* **What you will do**:
Rewrite the data below as a numbered list, leaving out any blank lines. Cover only the lines from the start of the data through the line containing "[0,1,18,98]", inclusive.

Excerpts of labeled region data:
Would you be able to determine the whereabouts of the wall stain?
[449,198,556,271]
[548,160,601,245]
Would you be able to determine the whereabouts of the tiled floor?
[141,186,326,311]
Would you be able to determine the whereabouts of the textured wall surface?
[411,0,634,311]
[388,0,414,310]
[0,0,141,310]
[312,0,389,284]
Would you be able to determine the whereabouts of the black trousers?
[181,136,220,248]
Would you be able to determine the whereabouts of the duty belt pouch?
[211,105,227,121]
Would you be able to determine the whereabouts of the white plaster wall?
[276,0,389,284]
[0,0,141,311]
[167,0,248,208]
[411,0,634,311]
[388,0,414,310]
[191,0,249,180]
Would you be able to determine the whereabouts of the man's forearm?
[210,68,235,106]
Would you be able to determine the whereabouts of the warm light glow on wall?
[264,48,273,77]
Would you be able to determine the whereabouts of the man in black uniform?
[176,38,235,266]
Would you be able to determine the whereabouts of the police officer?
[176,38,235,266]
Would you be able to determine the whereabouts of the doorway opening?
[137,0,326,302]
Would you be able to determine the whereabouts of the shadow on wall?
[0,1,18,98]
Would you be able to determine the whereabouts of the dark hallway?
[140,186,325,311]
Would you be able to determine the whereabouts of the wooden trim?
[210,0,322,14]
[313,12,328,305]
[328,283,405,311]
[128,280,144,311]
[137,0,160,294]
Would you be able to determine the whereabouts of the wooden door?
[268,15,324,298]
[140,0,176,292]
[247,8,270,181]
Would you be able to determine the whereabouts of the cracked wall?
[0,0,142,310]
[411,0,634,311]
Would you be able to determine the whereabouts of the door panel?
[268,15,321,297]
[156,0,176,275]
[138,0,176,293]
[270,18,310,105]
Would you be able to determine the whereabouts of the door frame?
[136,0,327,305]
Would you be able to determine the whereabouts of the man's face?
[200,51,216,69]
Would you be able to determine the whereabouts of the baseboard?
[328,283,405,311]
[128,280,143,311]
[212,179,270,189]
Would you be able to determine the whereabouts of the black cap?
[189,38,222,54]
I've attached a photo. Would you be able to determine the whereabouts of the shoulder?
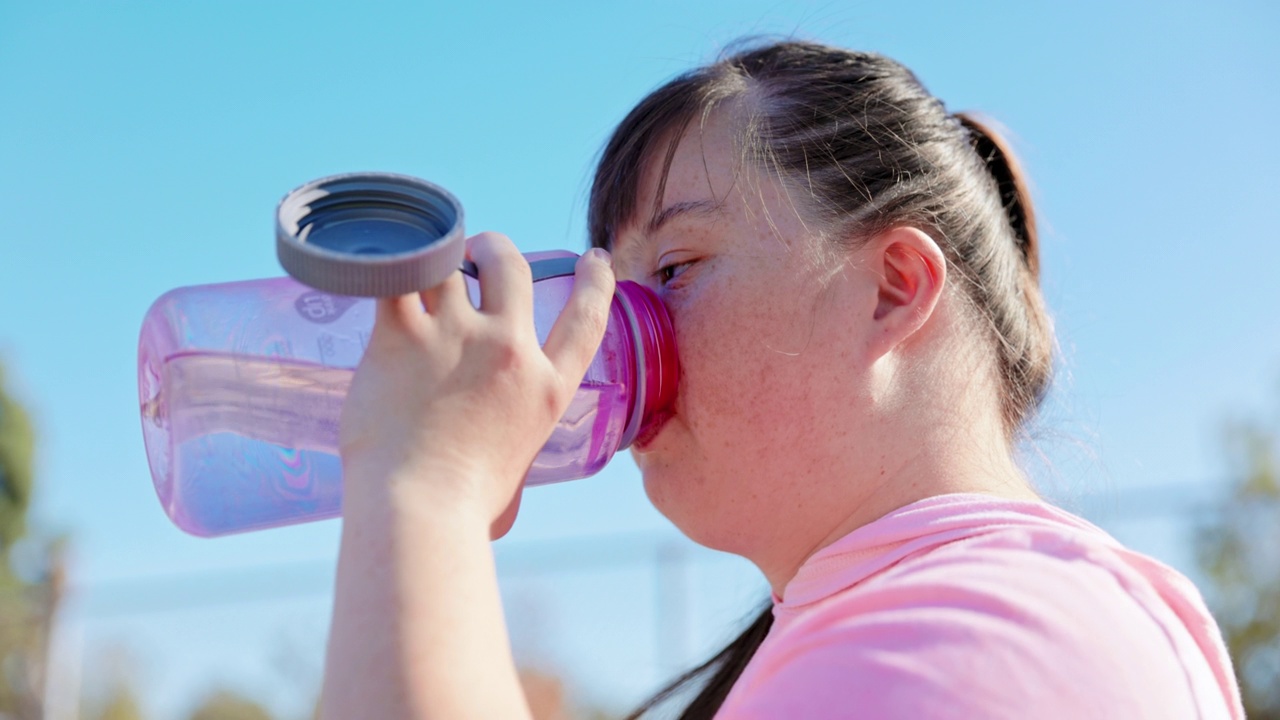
[727,528,1196,717]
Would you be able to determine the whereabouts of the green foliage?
[191,691,271,720]
[92,683,143,720]
[0,368,36,571]
[1196,394,1280,720]
[0,361,63,720]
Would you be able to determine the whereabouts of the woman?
[324,42,1242,719]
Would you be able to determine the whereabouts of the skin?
[321,111,1034,719]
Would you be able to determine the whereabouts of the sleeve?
[717,538,1198,720]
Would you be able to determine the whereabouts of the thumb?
[543,247,616,384]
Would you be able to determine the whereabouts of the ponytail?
[955,113,1039,279]
[626,603,773,720]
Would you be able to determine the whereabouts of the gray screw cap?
[275,173,466,297]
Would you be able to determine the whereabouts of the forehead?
[612,113,742,258]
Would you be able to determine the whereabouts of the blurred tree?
[92,683,142,720]
[191,691,271,720]
[1196,394,1280,720]
[0,368,64,720]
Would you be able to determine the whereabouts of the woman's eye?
[654,263,691,286]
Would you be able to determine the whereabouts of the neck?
[753,353,1039,597]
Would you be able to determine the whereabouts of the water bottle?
[138,173,677,537]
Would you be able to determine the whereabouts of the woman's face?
[613,110,876,566]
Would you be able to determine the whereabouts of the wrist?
[342,460,492,530]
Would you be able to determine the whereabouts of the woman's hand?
[340,233,614,534]
[320,233,613,720]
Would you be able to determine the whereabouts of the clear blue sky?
[0,0,1280,716]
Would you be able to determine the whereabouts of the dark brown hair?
[588,42,1053,719]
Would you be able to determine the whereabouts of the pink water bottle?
[138,173,677,537]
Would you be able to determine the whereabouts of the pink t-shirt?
[717,495,1244,720]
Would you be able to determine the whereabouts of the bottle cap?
[275,173,466,297]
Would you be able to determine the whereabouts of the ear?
[865,227,947,357]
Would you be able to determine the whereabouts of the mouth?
[631,409,673,452]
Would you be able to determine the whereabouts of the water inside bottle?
[161,352,628,536]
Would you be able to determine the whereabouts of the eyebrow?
[645,200,721,234]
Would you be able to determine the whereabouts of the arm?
[321,234,613,720]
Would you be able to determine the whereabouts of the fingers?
[543,247,614,380]
[489,486,525,539]
[467,232,534,318]
[374,293,422,332]
[419,266,474,318]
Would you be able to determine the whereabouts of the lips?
[631,409,673,452]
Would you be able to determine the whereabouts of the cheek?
[673,280,812,448]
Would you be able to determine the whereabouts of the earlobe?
[868,227,946,355]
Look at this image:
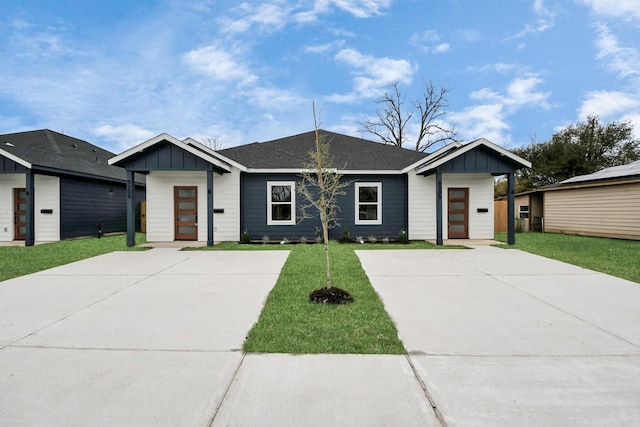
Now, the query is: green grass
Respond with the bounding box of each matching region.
[496,233,640,283]
[0,234,145,281]
[225,242,406,354]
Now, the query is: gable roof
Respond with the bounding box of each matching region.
[109,133,230,173]
[219,130,427,171]
[417,138,531,174]
[0,129,126,181]
[559,161,640,185]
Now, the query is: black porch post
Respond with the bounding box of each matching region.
[507,172,516,245]
[127,169,136,247]
[436,170,444,246]
[207,169,213,246]
[24,169,36,246]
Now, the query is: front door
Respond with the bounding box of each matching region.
[173,187,198,240]
[13,188,27,240]
[447,188,469,239]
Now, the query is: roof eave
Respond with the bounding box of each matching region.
[0,148,33,169]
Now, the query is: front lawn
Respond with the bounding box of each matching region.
[0,234,145,282]
[222,242,411,354]
[496,233,640,283]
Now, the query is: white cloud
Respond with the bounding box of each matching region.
[449,104,511,145]
[218,0,391,34]
[411,30,451,53]
[448,76,550,145]
[333,49,415,100]
[514,0,555,38]
[580,0,640,19]
[93,123,155,151]
[579,90,640,120]
[596,24,640,83]
[183,46,256,83]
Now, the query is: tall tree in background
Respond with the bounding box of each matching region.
[360,81,457,151]
[512,116,640,190]
[298,105,351,303]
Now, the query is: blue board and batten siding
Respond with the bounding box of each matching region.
[60,177,145,239]
[240,173,408,240]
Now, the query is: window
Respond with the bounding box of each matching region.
[356,182,382,225]
[267,181,296,225]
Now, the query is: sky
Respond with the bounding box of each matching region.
[0,0,640,153]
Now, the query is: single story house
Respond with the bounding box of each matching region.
[538,161,640,240]
[0,129,145,246]
[109,131,531,245]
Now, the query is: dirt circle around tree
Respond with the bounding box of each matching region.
[309,287,353,305]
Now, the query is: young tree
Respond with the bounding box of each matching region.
[513,116,640,189]
[360,81,457,151]
[298,105,351,298]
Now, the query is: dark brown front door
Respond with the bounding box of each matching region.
[447,188,469,239]
[13,188,27,240]
[173,187,198,240]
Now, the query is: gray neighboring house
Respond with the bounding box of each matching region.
[0,129,145,246]
[109,131,531,245]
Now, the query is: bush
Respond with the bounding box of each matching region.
[340,227,351,243]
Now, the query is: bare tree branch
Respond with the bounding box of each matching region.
[360,81,457,151]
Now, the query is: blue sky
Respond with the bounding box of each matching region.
[0,0,640,153]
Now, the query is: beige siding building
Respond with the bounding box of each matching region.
[540,162,640,240]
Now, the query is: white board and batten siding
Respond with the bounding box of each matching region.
[408,173,494,240]
[147,168,240,242]
[544,183,640,240]
[0,174,60,242]
[0,173,27,242]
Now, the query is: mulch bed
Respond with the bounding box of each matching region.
[309,288,353,304]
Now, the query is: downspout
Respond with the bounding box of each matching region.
[24,169,36,246]
[436,169,444,246]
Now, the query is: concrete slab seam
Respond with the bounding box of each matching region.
[5,258,195,347]
[490,273,640,349]
[405,354,447,427]
[207,352,247,427]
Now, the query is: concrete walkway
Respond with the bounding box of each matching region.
[0,247,640,426]
[357,247,640,426]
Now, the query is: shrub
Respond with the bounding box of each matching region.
[340,227,351,243]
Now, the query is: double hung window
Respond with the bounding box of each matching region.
[267,181,296,225]
[355,182,382,225]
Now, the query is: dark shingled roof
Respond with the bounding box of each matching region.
[0,129,126,181]
[219,130,427,170]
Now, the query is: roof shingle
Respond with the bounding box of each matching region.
[220,130,427,171]
[0,129,126,180]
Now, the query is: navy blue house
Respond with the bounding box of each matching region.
[0,129,145,246]
[109,131,531,245]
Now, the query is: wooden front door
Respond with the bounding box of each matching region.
[173,187,198,240]
[13,188,27,240]
[447,188,469,239]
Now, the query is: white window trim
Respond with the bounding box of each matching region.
[267,181,296,225]
[355,182,382,225]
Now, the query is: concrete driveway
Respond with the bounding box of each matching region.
[357,247,640,426]
[0,249,288,426]
[0,247,640,426]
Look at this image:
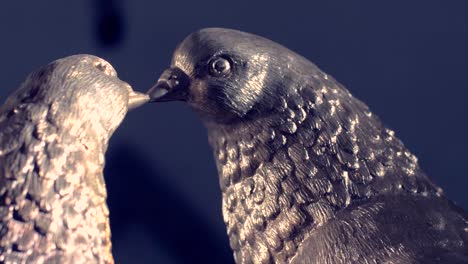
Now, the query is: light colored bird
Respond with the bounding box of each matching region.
[0,55,148,263]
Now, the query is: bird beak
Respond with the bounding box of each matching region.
[127,91,150,110]
[146,67,190,102]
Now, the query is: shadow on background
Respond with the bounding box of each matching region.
[104,145,233,263]
[0,0,468,263]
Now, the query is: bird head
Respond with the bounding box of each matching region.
[3,55,149,139]
[148,28,310,123]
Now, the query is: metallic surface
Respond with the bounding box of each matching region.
[0,55,148,263]
[148,29,468,263]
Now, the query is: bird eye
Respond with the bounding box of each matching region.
[210,57,231,77]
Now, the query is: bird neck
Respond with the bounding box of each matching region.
[207,87,440,263]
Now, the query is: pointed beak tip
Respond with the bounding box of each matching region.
[146,83,169,103]
[128,91,150,110]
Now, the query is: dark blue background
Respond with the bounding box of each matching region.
[0,0,468,263]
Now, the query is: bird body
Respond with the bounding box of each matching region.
[0,55,148,263]
[148,28,468,263]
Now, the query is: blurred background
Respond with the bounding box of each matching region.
[0,0,468,263]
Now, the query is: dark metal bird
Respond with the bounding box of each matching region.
[0,55,148,263]
[148,28,468,264]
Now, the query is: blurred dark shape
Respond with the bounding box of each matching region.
[93,0,124,48]
[104,145,233,263]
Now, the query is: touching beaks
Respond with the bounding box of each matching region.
[127,91,150,110]
[146,67,190,102]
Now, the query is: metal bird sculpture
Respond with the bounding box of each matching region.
[148,28,468,264]
[0,55,148,263]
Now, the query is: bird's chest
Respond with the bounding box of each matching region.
[214,134,311,263]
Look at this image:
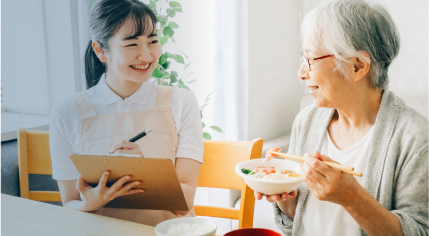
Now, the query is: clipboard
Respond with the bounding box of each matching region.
[70,154,189,211]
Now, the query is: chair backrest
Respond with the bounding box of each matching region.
[194,139,263,229]
[18,128,61,202]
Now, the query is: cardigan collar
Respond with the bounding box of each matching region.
[310,90,399,199]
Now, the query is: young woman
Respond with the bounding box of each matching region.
[50,0,203,225]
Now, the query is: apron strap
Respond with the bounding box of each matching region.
[73,91,97,118]
[155,85,174,109]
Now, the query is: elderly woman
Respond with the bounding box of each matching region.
[255,0,429,236]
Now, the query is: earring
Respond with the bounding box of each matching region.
[98,55,107,62]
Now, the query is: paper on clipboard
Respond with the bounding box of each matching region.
[70,154,189,211]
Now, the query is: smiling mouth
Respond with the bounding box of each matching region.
[130,63,152,70]
[310,86,319,92]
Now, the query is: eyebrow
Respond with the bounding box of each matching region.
[122,33,158,41]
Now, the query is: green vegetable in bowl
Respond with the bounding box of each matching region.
[241,168,255,175]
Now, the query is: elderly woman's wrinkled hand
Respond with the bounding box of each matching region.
[254,189,298,203]
[301,151,361,206]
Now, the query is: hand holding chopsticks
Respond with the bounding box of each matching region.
[269,152,362,177]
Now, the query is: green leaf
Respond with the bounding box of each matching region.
[170,71,178,84]
[159,15,168,23]
[162,26,174,37]
[152,68,163,79]
[180,51,190,61]
[175,54,185,65]
[160,60,170,70]
[203,132,212,140]
[183,62,192,70]
[158,53,167,65]
[167,8,176,17]
[169,1,182,12]
[185,72,194,78]
[159,35,170,45]
[179,79,191,91]
[168,21,179,29]
[209,125,223,133]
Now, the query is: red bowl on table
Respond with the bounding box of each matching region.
[224,228,282,236]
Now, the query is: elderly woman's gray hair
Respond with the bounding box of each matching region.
[302,0,400,88]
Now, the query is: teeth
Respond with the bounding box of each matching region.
[131,64,150,70]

* **Solution to the problem**:
1. Would you be able to determine the whereabouts of the wall stain?
2. [449,198,556,271]
3. [548,160,601,245]
4. Would you be able to determine the whereabouts of the tiled floor?
5. [141,186,326,311]
6. Would you be able to determine the whereabouts of the textured wall surface?
7. [411,0,634,311]
8. [388,0,414,310]
9. [0,0,141,310]
10. [312,0,389,284]
11. Would you be able to determine the whereabouts of the black trousers?
12. [181,136,220,248]
13. Would you be able to determine the whereabouts of the duty belt pouch?
14. [211,105,227,121]
15. Would you be able to determine the whereabouts of the white plaster wall?
16. [276,0,389,284]
17. [0,0,141,311]
18. [167,0,248,208]
19. [411,0,634,311]
20. [388,0,414,310]
21. [191,0,249,180]
22. Would you be able to determine the whereabouts of the man's forearm?
23. [210,68,235,106]
24. Would you be able to determine the whereabouts of the warm light glow on wall?
25. [264,48,273,77]
26. Would you be able to determine the whereabouts of the man in black uniform?
27. [176,38,235,266]
28. Would you be able to determine the whereabouts of the police officer?
29. [176,38,235,266]
30. Would you be able to determine the whereabouts of the doorway opening?
31. [137,0,326,302]
32. Would you be able to determine the whereabouts of the shadow on wall?
33. [0,1,18,98]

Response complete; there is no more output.